TASK INSTRUCTIONS: Reproduce every one of the following entries verbatim, line by line.

DATA:
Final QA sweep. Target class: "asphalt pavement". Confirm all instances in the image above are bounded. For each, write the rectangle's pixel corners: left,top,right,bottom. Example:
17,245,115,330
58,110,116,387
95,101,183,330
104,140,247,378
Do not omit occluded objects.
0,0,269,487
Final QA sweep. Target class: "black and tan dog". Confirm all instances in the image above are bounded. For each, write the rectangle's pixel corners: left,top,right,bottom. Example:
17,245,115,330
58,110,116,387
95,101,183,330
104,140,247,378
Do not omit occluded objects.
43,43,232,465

WRITTEN RESPONSE:
Final QA sweep. Target class: "asphalt pavement". Confirm all instances in the image above are bounded. For each, write the rectangle's pixel corners: left,top,right,bottom. Example:
17,245,115,330
58,110,116,387
95,101,183,330
104,140,247,378
Do not omit occluded objects.
0,0,269,487
Final QA sweep. Target class: "black and tan dog". Confirm all instances in the image above are bounded. For each, write the rectangle's pixel corners: left,top,right,bottom. Example:
17,245,115,330
58,110,116,387
95,101,183,330
104,140,247,378
Do not omit occluded objects.
43,43,232,465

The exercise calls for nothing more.